[GOAL]: Render the listing below as a Markdown table with the columns "Row" and "Line," giving each line its own numbered row and skipping blank lines. Omit the pictures.

┌──

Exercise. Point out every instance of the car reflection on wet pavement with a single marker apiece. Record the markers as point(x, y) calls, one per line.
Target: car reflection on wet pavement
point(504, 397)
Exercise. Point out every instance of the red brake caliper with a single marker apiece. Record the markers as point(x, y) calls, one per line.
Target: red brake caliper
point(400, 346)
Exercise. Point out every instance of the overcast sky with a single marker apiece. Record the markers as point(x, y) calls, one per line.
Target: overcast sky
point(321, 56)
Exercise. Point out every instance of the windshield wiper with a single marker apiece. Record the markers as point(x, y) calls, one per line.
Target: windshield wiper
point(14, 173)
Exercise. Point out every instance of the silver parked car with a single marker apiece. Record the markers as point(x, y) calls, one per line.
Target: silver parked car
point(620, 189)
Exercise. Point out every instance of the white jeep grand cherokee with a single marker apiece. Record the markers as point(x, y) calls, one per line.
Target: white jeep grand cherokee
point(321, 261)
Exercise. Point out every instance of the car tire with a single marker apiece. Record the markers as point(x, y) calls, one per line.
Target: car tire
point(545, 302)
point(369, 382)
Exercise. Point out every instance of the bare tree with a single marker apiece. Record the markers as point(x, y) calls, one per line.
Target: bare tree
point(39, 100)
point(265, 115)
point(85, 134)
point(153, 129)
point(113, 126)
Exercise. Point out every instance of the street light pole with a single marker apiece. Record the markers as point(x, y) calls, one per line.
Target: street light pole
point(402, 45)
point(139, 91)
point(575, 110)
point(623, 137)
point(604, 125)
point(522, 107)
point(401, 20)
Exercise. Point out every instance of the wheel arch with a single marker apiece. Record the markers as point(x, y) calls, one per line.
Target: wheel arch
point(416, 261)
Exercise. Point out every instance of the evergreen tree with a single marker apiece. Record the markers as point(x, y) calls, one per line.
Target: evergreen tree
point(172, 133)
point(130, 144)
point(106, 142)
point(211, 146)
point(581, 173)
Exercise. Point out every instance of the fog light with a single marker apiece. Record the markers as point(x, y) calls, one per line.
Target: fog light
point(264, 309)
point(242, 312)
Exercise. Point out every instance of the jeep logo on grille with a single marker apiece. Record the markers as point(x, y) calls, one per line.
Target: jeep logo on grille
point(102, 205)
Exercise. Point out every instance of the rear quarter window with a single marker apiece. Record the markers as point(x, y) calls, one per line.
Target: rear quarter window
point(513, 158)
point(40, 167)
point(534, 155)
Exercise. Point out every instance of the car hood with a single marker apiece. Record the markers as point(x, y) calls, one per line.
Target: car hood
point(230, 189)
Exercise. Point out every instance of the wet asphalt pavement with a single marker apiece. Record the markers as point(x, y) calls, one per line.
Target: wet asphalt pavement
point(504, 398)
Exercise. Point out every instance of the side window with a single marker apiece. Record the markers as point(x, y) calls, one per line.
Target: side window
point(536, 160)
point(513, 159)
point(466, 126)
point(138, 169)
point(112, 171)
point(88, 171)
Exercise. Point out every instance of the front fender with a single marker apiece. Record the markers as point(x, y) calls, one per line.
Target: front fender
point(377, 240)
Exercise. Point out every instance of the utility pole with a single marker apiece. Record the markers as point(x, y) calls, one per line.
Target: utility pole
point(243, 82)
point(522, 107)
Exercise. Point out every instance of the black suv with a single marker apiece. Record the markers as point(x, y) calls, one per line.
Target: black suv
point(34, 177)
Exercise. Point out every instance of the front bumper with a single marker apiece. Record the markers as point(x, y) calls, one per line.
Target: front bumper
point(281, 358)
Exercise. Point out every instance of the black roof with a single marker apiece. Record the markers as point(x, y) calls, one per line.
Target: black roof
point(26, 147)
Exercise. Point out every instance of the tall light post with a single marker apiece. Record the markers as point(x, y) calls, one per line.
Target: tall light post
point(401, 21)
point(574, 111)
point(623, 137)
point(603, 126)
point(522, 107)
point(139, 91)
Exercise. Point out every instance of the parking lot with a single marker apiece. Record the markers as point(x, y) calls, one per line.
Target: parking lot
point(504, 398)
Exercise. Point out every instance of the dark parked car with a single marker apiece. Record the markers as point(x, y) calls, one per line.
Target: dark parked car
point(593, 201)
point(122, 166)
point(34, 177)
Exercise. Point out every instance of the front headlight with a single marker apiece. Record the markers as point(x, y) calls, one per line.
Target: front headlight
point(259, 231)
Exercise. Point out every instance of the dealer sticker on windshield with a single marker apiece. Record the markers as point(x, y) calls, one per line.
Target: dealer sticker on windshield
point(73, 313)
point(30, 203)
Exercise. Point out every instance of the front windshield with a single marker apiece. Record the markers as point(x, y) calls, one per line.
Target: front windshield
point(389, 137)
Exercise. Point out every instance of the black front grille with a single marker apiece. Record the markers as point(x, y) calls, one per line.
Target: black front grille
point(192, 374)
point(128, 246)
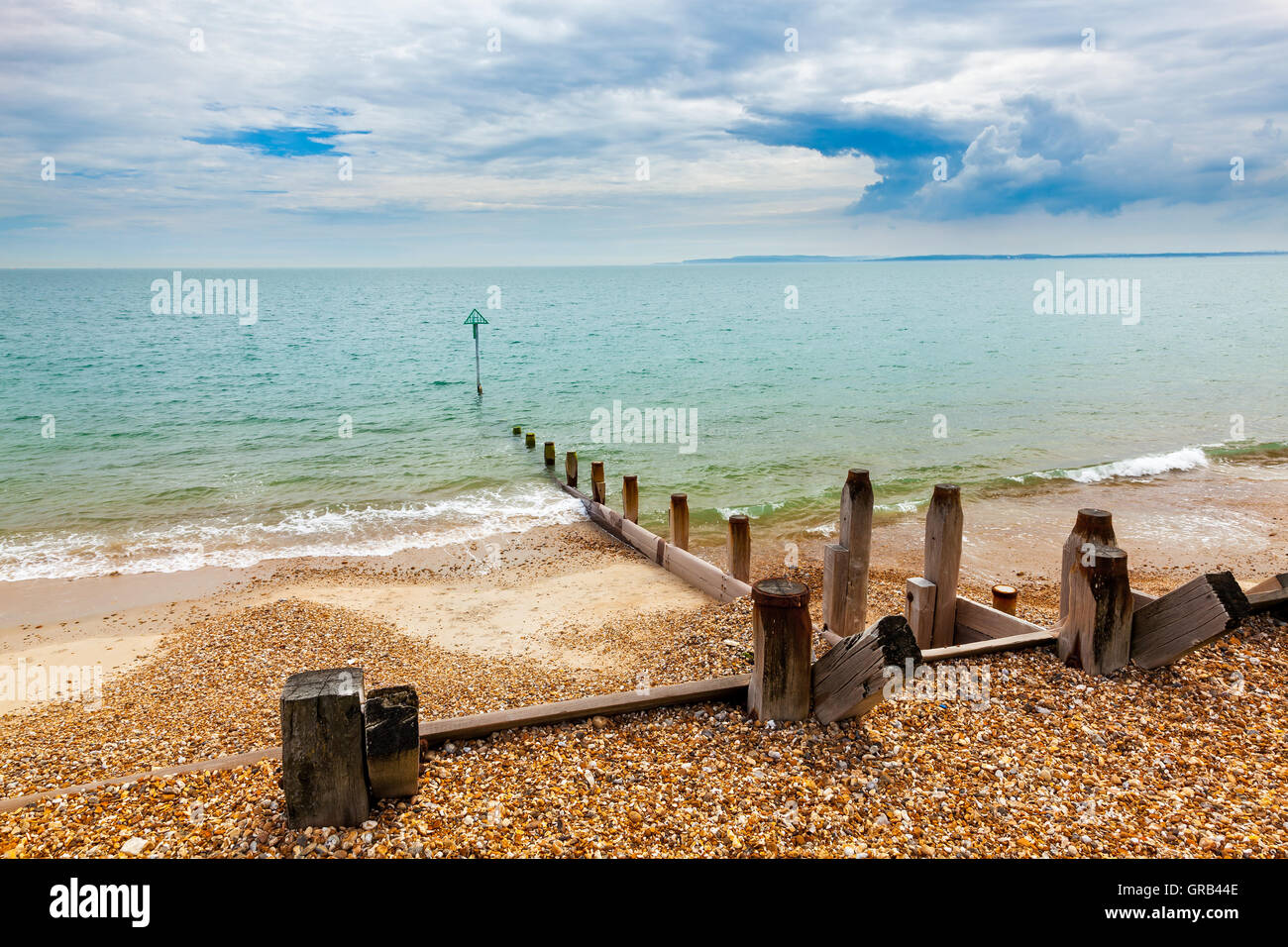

└──

[WRITTEN REPLY]:
| Row | Line |
|---|---|
| 1 | Exercise. Point out every instance of the car reflection on wet pavement with a single marker apiece. Record the markers as point(x, y) calls, one per line. |
| 2 | Target: car reflection on wet pavement |
| 3 | point(504, 397) |
| 4 | Exercise. Point out every instance of the red brake caliper with a single marker apiece. Record the markers as point(x, y) calls, one per line. |
| 5 | Target: red brake caliper |
| 6 | point(400, 346) |
| 7 | Exercise. Point out every instance of the overcast sky with a single marker apiece. Record the markers as point(x, y) calls, one per line. |
| 8 | Target: overcast sky |
| 9 | point(321, 56) |
| 10 | Exercise. Point out every instance of the windshield wiper with a single marker apiece. Record the markers as point(x, y) calls, one per line. |
| 11 | Target: windshield wiper |
| 12 | point(14, 173) |
| 13 | Exercise. Point out every instance of the silver parked car with a single marker apiece. Record the markers as point(x, y) calls, one per line. |
| 14 | Target: silver parked car |
| 15 | point(620, 189) |
| 16 | Exercise. Point out every instance of the white jeep grand cherokee with a single marker apiece. Record the markers as point(x, y) calls, one per line. |
| 17 | Target: white jeep grand cherokee |
| 18 | point(321, 261) |
| 19 | Exercise. Point out every instance of the car tire with a single marker apiece. Record the markers as point(x, y) calls, one per line. |
| 20 | Target: car tire |
| 21 | point(545, 302) |
| 22 | point(369, 382) |
| 23 | Exercise. Point out every instance of the bare tree with a single marker apiece. Record the markers as point(x, y) calls, one per line. |
| 24 | Target: bare tree |
| 25 | point(39, 100) |
| 26 | point(265, 115) |
| 27 | point(85, 134) |
| 28 | point(153, 129) |
| 29 | point(113, 126) |
| 30 | Exercise. Point out every instance of the street light pole with a single marker apiece. Record the markers as point(x, y) calls, one per line. |
| 31 | Target: street light pole |
| 32 | point(402, 45) |
| 33 | point(139, 91) |
| 34 | point(575, 110) |
| 35 | point(623, 137) |
| 36 | point(604, 125) |
| 37 | point(522, 107) |
| 38 | point(401, 20) |
| 39 | Exercise. Point out every instance of the wheel arch with a single marker apiece. Record the markers as point(x, y) calls, one per line. |
| 40 | Target: wheel arch |
| 41 | point(416, 261) |
| 42 | Exercise. Point out every instance of the evergreen tree with a single marker apiece. Record the markers as point(x, y) calls, one per line. |
| 43 | Target: evergreen tree |
| 44 | point(172, 133) |
| 45 | point(130, 144) |
| 46 | point(106, 142) |
| 47 | point(211, 146) |
| 48 | point(581, 173) |
| 49 | Exercise. Point out every instance of the fog light with a single marker apiece. Record the markers as point(x, y) calls, one per line. |
| 50 | Target: fog light |
| 51 | point(264, 309) |
| 52 | point(242, 312) |
| 53 | Exercise. Point out every instance of the jeep logo on grille with a single marker apiece. Record the markers as point(x, y) calls, one per line. |
| 54 | Target: jeep logo on grille |
| 55 | point(102, 205) |
| 56 | Exercise. Point out every instance of the rear quarter window with a single marker apiece. Record the markers as point(x, y) calls, one per line. |
| 57 | Target: rear quarter window |
| 58 | point(513, 158) |
| 59 | point(40, 167) |
| 60 | point(534, 155) |
| 61 | Exercise. Point out every instance of the car hood with a single marker apiece. Record the markers as point(x, y) calls, one per line. |
| 62 | Target: car hood |
| 63 | point(230, 189) |
| 64 | Exercise. Point out every instance of the wet asphalt pavement with a single marker apiece. Record the markers as point(x, y) calls, one per line. |
| 65 | Target: wet asphalt pavement |
| 66 | point(504, 398) |
| 67 | Exercise. Point out every instance of the side window with a single marker apiece. Record the markers as point(x, y) calls, one per line. |
| 68 | Target: side window |
| 69 | point(536, 160) |
| 70 | point(513, 159) |
| 71 | point(466, 126) |
| 72 | point(138, 169) |
| 73 | point(112, 171) |
| 74 | point(88, 171) |
| 75 | Exercise. Point out every instance of the front fender with a single marker apiece. Record the markers as point(x, y) calls, one per line. |
| 76 | Target: front fender |
| 77 | point(377, 240) |
| 78 | Exercise. Point out every instance of the utility pole with a single marker apiece. Record the markers as point(x, y) calls, one per line. |
| 79 | Target: utility pole |
| 80 | point(243, 82) |
| 81 | point(522, 107) |
| 82 | Exercise. Point out every instance of the black suv with a single marker apiece. Record the markers as point(x, y) calls, one per line. |
| 83 | Target: black suv |
| 84 | point(34, 177) |
| 85 | Exercise. Point out every instance of the front bumper with a single marker apiece. Record the markers as point(x, y) calls, one per line. |
| 86 | Target: front bumper |
| 87 | point(281, 358) |
| 88 | Exercise. Point out every instance of the black roof with a single marker apiece. Record the markers as point(x, y) calls, one per line. |
| 89 | Target: black roof |
| 90 | point(26, 147) |
| 91 | Exercise. Point out every instance of the tall light post with a single marker apiece. Record the markers as point(x, y) calls, one per line. |
| 92 | Target: tall light post |
| 93 | point(401, 21) |
| 94 | point(574, 111) |
| 95 | point(623, 137) |
| 96 | point(603, 126) |
| 97 | point(522, 107) |
| 98 | point(139, 91) |
| 99 | Exercise. Point out every instance of the parking lot with a single marker apiece. Record the markers as point(x, y) calls, one per line. |
| 100 | Target: parking lot |
| 101 | point(504, 398) |
| 102 | Exercise. Point out every instance of the dark parked car with a single marker apiece. Record the markers as point(x, y) calls, one per line. |
| 103 | Target: dark parked car |
| 104 | point(593, 201) |
| 105 | point(122, 166) |
| 106 | point(34, 177) |
| 107 | Exercise. Point out every instance of the front headlight with a single marker apiece. Record the markers as point(x, y) calls, one per line. |
| 108 | Target: front headlight |
| 109 | point(259, 231) |
| 110 | Exercise. Point out every instance of the dealer sticker on windshield with a single marker apiece. Record the markers as point(x, y) calls, one per line. |
| 111 | Target: dealer sticker on windshield |
| 112 | point(73, 313) |
| 113 | point(30, 203) |
| 114 | Exercise. Point out every instance of the front windshield with a single marker apiece. Record the markers as point(x, y) calls, one per line. |
| 115 | Target: front windshield |
| 116 | point(389, 137) |
| 117 | Exercise. Point out every instance of the black front grille with a single marker apiece. Record the markers as point(x, y) calls, one per line. |
| 118 | Target: black front grille |
| 119 | point(192, 374) |
| 120 | point(128, 246) |